[Excerpt from a dataset]
....................
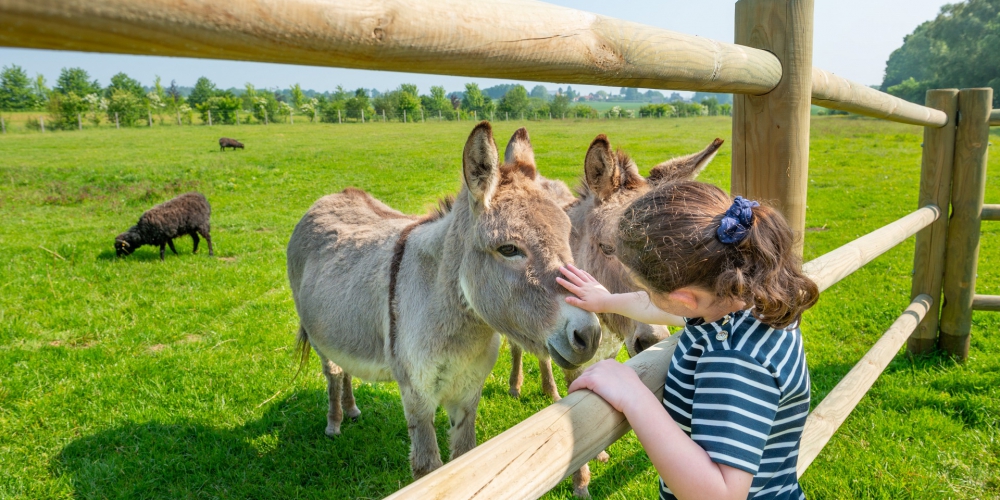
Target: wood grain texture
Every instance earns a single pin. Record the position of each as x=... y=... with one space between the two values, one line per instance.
x=521 y=39
x=827 y=417
x=836 y=265
x=771 y=131
x=967 y=191
x=990 y=212
x=532 y=457
x=935 y=189
x=834 y=92
x=986 y=303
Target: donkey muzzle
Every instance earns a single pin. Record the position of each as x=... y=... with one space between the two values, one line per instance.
x=577 y=340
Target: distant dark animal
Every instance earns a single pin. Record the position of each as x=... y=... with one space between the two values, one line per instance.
x=158 y=226
x=226 y=142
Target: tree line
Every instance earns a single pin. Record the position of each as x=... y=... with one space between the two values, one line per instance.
x=960 y=48
x=125 y=102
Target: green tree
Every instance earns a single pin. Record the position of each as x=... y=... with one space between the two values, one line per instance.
x=359 y=104
x=437 y=102
x=515 y=101
x=76 y=81
x=298 y=97
x=123 y=82
x=540 y=92
x=203 y=90
x=475 y=100
x=15 y=89
x=559 y=105
x=127 y=105
x=958 y=49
....................
[EXERCISE BRIEF]: Can you render the lines as a numbered list, starting at the beginning of the records and going on through the line with "x=125 y=102", with blank lines and the pictures left out?

[WRITTEN REPLY]:
1. Target: wood grain texture
2. Every instance earns a single pin. Record the position of each as x=... y=... with one space between the two values, one line per instance.
3. x=521 y=39
4. x=827 y=417
5. x=836 y=265
6. x=771 y=131
7. x=967 y=191
8. x=990 y=212
9. x=532 y=457
10. x=935 y=189
11. x=834 y=92
12. x=986 y=303
13. Target: donkey muzzle
14. Every instance earns a single pin. Record the position of each as x=... y=... with one space between the two values, one line per instance.
15. x=577 y=340
16. Target: distant dark animal
17. Every instance earns a single pin. Record the position of each as x=... y=... with one space between the two values, one line per instance.
18. x=158 y=226
19. x=226 y=142
20. Target: tree line
21. Every instance earns a single pin. Record the position of each as x=... y=... with one space between the two values, one line per instance.
22. x=960 y=48
23. x=125 y=102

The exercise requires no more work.